> [Work item]:
Your task is to repeat the records exactly from the line containing "Ground vacuum cleaner" onward, through the final line.

> [Input data]:
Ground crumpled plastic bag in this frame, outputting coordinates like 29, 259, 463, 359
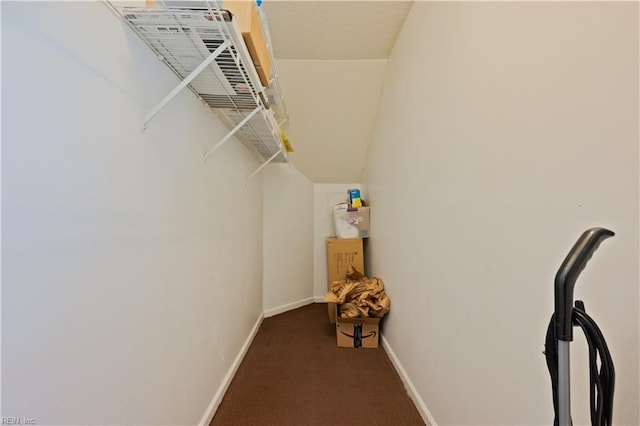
324, 265, 391, 319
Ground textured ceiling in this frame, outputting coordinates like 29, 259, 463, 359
262, 1, 413, 60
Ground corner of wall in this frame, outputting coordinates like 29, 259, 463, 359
263, 164, 314, 313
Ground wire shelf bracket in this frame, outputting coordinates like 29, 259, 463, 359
204, 106, 260, 162
246, 148, 282, 183
141, 41, 229, 132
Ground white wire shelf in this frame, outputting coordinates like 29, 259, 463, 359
119, 1, 288, 165
219, 108, 287, 162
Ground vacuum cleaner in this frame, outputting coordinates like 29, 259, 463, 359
545, 227, 616, 426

> [Written response]:
Ground vacuum cleaner in this frame, outputting coordinates like 29, 259, 463, 359
545, 227, 616, 426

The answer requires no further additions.